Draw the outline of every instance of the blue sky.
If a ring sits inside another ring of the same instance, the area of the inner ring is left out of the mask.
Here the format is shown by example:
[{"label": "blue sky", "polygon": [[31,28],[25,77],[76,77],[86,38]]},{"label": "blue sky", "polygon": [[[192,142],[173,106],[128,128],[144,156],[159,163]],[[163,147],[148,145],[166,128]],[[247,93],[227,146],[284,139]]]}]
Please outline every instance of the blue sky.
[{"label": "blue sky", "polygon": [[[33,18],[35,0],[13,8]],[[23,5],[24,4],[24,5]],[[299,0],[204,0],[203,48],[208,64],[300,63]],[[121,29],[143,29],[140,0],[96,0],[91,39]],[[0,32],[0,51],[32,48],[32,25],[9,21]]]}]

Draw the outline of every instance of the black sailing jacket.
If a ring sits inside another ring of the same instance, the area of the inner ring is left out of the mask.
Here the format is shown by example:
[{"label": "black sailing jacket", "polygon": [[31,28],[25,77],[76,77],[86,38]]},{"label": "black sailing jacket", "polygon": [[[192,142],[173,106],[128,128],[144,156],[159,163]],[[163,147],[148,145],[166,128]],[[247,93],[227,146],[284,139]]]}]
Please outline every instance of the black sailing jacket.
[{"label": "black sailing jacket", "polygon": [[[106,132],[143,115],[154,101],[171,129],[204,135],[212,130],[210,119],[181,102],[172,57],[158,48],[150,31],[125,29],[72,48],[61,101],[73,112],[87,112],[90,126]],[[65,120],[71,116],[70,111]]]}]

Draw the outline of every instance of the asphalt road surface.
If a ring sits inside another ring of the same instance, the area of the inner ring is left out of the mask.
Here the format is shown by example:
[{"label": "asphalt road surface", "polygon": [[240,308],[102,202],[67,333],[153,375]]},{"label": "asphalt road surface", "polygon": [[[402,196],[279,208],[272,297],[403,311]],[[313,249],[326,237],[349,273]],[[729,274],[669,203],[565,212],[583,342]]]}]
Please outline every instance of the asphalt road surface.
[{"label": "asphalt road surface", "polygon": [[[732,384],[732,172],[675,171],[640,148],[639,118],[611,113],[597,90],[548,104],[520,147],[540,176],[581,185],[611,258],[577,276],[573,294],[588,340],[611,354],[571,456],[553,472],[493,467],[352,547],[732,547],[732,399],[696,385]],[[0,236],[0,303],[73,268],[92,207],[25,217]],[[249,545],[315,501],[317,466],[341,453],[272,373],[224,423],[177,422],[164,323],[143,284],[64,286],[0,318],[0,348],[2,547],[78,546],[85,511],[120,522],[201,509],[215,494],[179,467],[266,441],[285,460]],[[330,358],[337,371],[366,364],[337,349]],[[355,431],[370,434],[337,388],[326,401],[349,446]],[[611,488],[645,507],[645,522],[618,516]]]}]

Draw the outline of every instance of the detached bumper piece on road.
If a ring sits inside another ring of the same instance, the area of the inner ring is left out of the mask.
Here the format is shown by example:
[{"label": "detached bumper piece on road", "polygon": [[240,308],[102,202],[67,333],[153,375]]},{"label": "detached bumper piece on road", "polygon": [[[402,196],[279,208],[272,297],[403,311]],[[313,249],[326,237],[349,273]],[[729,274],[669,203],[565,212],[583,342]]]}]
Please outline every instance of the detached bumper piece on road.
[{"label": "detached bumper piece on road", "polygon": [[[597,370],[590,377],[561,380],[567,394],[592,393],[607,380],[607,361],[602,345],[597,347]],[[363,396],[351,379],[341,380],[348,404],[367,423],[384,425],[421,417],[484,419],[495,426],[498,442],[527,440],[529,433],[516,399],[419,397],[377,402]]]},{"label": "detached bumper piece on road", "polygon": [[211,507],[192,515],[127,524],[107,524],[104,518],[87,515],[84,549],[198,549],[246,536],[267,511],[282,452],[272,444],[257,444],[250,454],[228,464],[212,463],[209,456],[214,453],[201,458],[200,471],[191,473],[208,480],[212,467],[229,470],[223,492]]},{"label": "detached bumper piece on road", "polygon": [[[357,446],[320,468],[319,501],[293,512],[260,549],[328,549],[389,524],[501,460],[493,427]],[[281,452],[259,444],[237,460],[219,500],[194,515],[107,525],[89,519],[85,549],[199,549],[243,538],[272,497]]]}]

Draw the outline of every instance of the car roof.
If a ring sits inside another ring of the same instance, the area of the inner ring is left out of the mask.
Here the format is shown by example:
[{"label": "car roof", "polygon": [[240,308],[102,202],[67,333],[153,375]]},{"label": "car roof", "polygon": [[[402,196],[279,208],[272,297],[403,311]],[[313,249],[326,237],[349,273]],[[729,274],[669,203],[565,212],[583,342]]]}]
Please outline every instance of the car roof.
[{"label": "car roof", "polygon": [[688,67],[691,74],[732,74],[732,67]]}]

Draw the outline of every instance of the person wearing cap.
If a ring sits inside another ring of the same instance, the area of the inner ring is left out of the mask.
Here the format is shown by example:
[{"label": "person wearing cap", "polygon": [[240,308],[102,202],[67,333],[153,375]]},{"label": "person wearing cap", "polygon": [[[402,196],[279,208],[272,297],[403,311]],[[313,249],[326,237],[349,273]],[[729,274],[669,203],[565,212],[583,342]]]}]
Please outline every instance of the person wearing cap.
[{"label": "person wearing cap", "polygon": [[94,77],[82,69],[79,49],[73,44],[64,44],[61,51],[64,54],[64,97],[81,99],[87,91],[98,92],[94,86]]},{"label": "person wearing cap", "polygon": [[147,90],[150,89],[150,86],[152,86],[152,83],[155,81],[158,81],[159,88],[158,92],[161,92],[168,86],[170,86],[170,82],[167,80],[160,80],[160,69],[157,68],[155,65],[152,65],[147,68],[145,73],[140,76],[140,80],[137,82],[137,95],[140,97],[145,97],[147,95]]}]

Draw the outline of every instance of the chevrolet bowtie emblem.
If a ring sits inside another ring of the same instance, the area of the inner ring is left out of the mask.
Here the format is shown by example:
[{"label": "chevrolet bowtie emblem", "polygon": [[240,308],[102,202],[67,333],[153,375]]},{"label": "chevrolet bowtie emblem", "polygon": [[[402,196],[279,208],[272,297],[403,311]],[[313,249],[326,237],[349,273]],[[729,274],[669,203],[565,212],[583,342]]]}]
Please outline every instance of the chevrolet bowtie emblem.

--- About this exercise ---
Within the material above, how many lines include the string "Draw"? Give only the number.

--- Exercise output ---
7